* YOUR TASKS:
[a] In the forum discussion about HDR televisions, copy the passage between "Well-known Member" and "stability onto proceedings.", inclusive.
[b] In the forum discussion about HDR televisions, which specification does one poster expect to force some stability onto proceedings?

=== EXTRACTED TEXT ===

Distinguished Member
I would be happy with 1080p as long as it has HDR.
Something that has been the poor relation for a long time.
Thanks mark.
 

NickInWiltshire

Well-known Member
Excellent overview of the issue - many thanks. Perhaps it is not a surprise that HDR and wide colour gamuts are getting inextricably linked. Basically once you decide you want to use more than 8 bits per colour, you have to decide how to apportion them, and that means reviewing the coordinate system (colour gamut), total dynamic range (HDR) and the increments (colour accuracy.)

In hindsight it looks like the manufacturers jumped the gun by releasing "4k" sets before any of the details of UHD had really been worked out. Even now I am not sure exactly how stable all of these features are yet. But it sounds as if the UHD blu-ray spec will force some stability onto proceedings.

It does look as if OLED will not be able to fully meet the HDR and gamut - at least initially. But it also sounds as if maybe very few TVs will fully meet the range available and they will all be mapping it down to whatever they are capable of. I somehow doubt whether most people will want their HDR turned up to the full 1000 nits (or whatever) anyway as it could be rather uncomfortable.

=== AVAILABLE DATA ===

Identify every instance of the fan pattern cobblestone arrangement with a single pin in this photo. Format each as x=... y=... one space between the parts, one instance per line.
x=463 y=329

===

* COMPLETED EXERCISE:
[a]
Well-known Member
Excellent overview of the issue - many thanks. Perhaps it is not a surprise that HDR and wide colour gamuts are getting inextricably linked. Basically once you decide you want to use more than 8 bits per colour, you have to decide how to apportion them, and that means reviewing the coordinate system (colour gamut), total dynamic range (HDR) and the increments (colour accuracy.)

In hindsight it looks like the manufacturers jumped the gun by releasing "4k" sets before any of the details of UHD had really been worked out. Even now I am not sure exactly how stable all of these features are yet. But it sounds as if the UHD blu-ray spec will force some stability onto proceedings.

[b] The UHD Blu-ray spec.